──────── Entries supplied ────────

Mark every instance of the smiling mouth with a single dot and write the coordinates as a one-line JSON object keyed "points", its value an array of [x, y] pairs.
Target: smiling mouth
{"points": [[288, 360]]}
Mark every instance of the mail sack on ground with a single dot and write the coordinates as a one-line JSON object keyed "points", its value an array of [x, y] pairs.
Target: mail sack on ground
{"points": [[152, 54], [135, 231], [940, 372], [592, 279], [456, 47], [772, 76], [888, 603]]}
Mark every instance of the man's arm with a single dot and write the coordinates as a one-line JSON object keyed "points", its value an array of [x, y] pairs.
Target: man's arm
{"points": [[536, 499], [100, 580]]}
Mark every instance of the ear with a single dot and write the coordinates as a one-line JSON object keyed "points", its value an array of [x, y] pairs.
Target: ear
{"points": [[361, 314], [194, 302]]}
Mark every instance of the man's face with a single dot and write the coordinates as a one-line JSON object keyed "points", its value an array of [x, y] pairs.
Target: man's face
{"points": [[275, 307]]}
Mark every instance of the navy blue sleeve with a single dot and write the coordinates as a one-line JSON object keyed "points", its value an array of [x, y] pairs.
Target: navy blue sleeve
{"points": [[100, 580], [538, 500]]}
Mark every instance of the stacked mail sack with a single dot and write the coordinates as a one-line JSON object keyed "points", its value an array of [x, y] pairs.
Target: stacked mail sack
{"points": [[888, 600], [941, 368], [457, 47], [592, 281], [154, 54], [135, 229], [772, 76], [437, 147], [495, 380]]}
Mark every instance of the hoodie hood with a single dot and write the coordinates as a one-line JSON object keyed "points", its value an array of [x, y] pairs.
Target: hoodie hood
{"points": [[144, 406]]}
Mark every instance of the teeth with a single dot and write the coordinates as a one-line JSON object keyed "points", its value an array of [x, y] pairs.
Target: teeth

────────

Exercise objective -> Can you render the records from the line containing "Mark every instance of the navy" through the end of the records as a Markdown table with two columns, Row for the row number and Text for the line, leaving out any blank lines?

Answer to the problem ->
| Row | Text |
|---|---|
| 1 | Mark every instance of the navy blue sleeve with a single dot and write the coordinates as a one-line JSON object keyed "points", its value an array of [x, y] pairs. |
| 2 | Target: navy blue sleeve |
| 3 | {"points": [[100, 580], [538, 500]]} |
| 4 | Mark every instance of the stacked mail sack with a single dot and write the coordinates as a one-line JSON object keyed "points", its value an array of [x, y] pairs. |
| 5 | Target: stacked mail sack |
| 6 | {"points": [[888, 600], [941, 368], [457, 47], [592, 281], [154, 54], [135, 229], [772, 76], [437, 147], [495, 380]]} |
| 7 | Mark every instance of the hoodie hood with a single dot and write the coordinates as a one-line JSON object keyed "points", its value an array of [x, y] pairs. |
| 8 | Target: hoodie hood |
| 9 | {"points": [[144, 406]]} |
| 10 | Mark every instance of the teeth with a single dot and write the coordinates as a one-line JSON object keyed "points", its value an array of [x, y] pairs. |
| 11 | Target: teeth |